» Exercise objective
Each record that follows should be repeated exactly, minus any images.
--- start of Records for this task ---
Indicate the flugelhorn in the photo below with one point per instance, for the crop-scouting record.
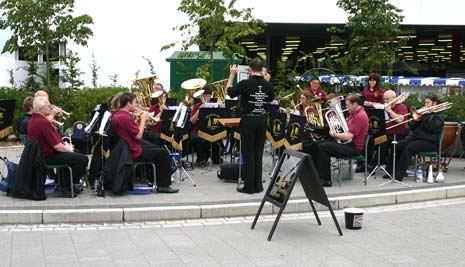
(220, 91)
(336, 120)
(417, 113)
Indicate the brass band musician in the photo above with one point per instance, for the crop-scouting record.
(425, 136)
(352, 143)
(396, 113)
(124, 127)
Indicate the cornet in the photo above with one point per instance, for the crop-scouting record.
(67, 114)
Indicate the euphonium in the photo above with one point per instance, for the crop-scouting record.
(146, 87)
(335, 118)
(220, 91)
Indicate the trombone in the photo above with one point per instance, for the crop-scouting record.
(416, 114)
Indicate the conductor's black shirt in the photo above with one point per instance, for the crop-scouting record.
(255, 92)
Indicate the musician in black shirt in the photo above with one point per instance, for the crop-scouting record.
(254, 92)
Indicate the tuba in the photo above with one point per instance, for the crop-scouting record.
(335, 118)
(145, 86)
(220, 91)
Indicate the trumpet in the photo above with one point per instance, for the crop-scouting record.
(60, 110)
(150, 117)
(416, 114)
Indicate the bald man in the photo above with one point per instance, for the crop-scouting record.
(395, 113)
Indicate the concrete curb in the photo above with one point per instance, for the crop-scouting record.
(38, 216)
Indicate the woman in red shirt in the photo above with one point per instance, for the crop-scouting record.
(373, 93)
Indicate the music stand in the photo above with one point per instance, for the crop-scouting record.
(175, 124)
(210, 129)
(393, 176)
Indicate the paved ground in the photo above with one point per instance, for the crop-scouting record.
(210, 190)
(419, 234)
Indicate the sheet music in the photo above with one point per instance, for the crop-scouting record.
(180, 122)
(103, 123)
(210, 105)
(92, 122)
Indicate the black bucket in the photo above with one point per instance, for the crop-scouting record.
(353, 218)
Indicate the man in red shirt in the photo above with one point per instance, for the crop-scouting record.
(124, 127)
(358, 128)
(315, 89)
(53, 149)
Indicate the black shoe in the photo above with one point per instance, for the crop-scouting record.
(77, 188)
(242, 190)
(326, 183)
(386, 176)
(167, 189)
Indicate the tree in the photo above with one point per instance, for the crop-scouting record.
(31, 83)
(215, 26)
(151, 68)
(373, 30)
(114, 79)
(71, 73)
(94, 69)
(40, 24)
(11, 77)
--- end of Records for this task ---
» Solution below
Indicate the flugelhorn in the photo below with one point per instance, for the crop-scouting record.
(220, 91)
(336, 120)
(417, 113)
Indicate the brass band musician in the photo above with one point per instance, for the crop-scouting record.
(425, 136)
(352, 143)
(396, 113)
(124, 127)
Indicate the cornet in the photo above with one point per instance, for the crop-scouting record.
(67, 114)
Indicate the euphonium in the photo above with one point per instance, for the crop-scouting record.
(146, 87)
(335, 118)
(220, 91)
Indicate the trombone in the photo above with one point per instance, for the crop-scouting record.
(416, 114)
Indicate the conductor's black shirt in the photo above with one point per instance, for the crop-scouting record.
(255, 92)
Indicate the musician in black shirt in the photo above with one point per instance, for the crop-scouting record.
(254, 92)
Indicate the tuba in the photo above with one point per instance, for the crop-scouting record.
(335, 118)
(145, 86)
(220, 91)
Indicate the trumpet in the photo above with one point per instance, for the crop-scouting record.
(60, 110)
(150, 117)
(416, 114)
Indicate the bald man in the photo above with one point per instance, for the crop-scouting record.
(395, 113)
Indicate the concrete curb in the photo above with one point per instance, for the crop-scouting record.
(38, 216)
Indicate the woman in red shirt in the photo above with one point per instance, for the crop-scouting record.
(373, 93)
Indicate the music stand in the photo above with one point per instance, for the crop-scouting record.
(175, 124)
(210, 129)
(393, 176)
Indicate the paved ground in the photo above with one point per instance, for the crop-scouting record.
(210, 190)
(419, 234)
Indicate the sheet music in the photo above with one point per instance, for the crop-scouting record.
(180, 122)
(103, 123)
(210, 105)
(92, 122)
Indicate the black bucket in the photo above with one point per instance, for the crop-scouting record.
(353, 218)
Indicate the man in red shirt in the photo above with one point per instance, for the crop-scouting record.
(124, 127)
(358, 128)
(315, 89)
(53, 149)
Indicate the black shoe in the photo above with one point per instance, for the crop-scouting record.
(77, 188)
(242, 190)
(326, 183)
(386, 176)
(167, 189)
Indicate the tree in the photo above with one point per instance, for the crop-scouting record.
(31, 83)
(215, 26)
(151, 68)
(373, 30)
(114, 79)
(71, 73)
(94, 69)
(40, 24)
(11, 77)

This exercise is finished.